Start Records supplied

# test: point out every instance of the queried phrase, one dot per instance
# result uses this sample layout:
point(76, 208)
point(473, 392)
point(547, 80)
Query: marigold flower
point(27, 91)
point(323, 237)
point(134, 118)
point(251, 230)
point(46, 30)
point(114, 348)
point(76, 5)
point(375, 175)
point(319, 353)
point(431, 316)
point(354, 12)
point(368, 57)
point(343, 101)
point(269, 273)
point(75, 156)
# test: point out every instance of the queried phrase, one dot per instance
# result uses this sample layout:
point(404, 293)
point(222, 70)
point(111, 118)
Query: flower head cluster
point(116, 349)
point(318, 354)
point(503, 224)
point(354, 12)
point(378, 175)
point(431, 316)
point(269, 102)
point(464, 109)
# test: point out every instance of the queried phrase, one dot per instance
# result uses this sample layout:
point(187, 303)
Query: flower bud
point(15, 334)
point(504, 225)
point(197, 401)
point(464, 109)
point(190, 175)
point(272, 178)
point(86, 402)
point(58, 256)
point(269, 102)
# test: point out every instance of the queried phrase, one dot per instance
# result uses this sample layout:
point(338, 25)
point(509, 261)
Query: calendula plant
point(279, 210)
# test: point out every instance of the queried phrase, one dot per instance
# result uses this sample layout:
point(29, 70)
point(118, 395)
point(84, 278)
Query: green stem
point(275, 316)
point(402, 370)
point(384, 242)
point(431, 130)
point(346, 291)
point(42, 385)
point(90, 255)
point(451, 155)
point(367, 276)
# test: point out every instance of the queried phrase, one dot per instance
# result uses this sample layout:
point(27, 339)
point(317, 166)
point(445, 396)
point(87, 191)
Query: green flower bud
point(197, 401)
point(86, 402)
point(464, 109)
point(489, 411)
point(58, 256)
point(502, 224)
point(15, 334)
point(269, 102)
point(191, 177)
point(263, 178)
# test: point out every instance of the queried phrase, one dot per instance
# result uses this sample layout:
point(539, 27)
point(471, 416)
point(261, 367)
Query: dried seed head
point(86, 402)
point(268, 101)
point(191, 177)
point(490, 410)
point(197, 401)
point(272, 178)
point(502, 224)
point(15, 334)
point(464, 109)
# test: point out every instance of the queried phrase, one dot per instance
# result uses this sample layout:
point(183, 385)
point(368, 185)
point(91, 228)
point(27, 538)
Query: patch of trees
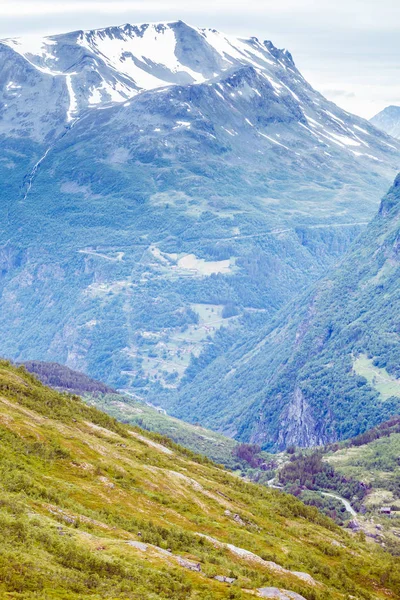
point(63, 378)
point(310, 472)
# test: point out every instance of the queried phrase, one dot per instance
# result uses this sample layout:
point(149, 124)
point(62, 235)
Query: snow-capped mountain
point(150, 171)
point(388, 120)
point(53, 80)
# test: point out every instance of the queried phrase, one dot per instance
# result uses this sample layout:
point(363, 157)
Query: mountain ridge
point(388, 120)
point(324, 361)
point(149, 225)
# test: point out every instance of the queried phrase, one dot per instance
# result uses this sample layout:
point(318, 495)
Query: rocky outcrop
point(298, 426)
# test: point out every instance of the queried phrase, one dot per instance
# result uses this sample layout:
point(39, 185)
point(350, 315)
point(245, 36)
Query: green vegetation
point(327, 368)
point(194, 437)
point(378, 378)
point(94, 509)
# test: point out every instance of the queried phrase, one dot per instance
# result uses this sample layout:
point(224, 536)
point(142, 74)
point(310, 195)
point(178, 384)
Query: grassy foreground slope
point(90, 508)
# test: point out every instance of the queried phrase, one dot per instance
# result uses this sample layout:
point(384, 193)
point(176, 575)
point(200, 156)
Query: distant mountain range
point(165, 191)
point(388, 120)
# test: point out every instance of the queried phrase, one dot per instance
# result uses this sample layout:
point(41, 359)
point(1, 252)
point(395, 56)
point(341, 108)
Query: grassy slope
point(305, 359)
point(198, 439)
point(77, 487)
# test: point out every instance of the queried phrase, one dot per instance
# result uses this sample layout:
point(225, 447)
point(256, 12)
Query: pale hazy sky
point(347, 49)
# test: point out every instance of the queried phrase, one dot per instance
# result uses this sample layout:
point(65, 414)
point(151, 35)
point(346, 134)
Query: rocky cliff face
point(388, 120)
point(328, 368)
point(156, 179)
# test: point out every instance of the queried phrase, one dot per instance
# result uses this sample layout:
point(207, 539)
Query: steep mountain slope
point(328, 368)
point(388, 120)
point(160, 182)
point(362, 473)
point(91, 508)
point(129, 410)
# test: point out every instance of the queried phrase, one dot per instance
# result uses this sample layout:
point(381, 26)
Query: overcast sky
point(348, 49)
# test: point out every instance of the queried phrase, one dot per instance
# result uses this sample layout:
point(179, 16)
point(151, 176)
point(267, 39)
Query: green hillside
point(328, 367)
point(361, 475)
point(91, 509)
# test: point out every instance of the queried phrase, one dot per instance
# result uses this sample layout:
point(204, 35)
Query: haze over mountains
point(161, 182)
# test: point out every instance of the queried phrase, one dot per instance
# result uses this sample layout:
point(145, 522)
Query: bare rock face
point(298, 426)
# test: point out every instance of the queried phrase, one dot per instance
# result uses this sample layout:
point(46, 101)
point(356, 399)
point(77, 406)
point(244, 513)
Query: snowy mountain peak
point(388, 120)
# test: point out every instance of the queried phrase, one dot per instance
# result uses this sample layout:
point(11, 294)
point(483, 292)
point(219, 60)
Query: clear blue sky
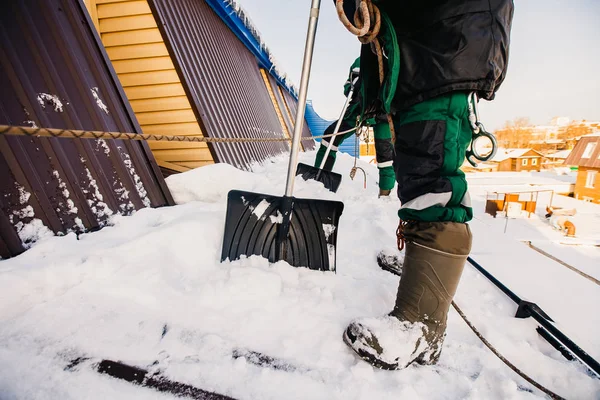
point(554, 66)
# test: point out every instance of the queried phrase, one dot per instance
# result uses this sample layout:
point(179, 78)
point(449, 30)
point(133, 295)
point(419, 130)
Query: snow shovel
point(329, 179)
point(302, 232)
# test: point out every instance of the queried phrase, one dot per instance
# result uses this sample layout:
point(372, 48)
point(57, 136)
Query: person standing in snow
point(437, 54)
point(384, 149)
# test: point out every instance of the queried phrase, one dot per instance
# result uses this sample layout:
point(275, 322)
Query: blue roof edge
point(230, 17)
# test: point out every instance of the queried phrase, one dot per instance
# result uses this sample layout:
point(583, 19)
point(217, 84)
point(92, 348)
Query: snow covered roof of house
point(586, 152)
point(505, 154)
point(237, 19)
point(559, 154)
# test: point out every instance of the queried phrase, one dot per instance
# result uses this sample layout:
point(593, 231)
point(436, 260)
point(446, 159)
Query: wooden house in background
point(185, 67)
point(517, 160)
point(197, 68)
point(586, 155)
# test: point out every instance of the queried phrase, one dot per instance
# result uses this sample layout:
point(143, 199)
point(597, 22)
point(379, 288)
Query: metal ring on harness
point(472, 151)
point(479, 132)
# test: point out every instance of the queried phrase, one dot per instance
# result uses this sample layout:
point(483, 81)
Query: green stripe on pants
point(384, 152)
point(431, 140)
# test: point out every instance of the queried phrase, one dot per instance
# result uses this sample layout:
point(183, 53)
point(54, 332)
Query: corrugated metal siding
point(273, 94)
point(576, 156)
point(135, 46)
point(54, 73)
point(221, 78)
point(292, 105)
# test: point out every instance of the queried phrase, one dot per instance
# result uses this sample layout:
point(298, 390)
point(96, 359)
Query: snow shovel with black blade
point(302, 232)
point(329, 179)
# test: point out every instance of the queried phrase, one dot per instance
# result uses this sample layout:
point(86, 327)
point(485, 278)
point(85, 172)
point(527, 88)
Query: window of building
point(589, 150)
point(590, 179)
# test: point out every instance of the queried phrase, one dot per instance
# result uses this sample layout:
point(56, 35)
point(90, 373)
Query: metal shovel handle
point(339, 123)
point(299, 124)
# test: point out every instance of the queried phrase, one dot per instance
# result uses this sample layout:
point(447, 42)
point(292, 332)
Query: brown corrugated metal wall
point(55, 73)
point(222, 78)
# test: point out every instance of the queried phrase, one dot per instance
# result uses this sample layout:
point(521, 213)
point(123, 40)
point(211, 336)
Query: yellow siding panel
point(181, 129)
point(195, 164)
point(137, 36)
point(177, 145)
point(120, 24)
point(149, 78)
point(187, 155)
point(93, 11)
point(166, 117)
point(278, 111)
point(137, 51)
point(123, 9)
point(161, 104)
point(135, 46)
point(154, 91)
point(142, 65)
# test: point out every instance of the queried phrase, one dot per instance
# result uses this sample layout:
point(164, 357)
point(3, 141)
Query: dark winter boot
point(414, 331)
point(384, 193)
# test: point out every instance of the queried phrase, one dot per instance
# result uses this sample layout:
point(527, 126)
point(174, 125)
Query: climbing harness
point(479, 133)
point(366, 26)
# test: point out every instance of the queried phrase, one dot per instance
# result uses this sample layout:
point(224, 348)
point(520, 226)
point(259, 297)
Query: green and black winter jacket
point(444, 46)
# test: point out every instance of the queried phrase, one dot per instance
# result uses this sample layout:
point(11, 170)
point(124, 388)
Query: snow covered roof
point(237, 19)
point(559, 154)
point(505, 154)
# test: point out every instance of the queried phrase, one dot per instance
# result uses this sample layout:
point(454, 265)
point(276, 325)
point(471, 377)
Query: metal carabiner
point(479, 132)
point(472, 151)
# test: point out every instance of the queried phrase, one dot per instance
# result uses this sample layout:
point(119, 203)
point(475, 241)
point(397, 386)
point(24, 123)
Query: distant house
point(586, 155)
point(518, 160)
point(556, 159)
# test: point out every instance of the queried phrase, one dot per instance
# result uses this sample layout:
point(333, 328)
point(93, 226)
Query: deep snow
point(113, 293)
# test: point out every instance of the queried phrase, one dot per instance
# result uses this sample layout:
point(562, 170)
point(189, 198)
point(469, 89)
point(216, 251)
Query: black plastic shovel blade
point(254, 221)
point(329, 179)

End Records supplied

Task
Reproduce the entries verbatim, starting with the first line and ending after the line that contains "point(75, 156)".

Task output
# test: point out every instance of the queried phrase, one dot per instance
# result uses this sample layout:
point(76, 208)
point(473, 392)
point(547, 80)
Query: marigold flower
point(27, 91)
point(323, 237)
point(134, 118)
point(251, 230)
point(46, 30)
point(114, 348)
point(76, 5)
point(375, 175)
point(319, 353)
point(431, 316)
point(354, 12)
point(368, 57)
point(343, 101)
point(269, 273)
point(75, 156)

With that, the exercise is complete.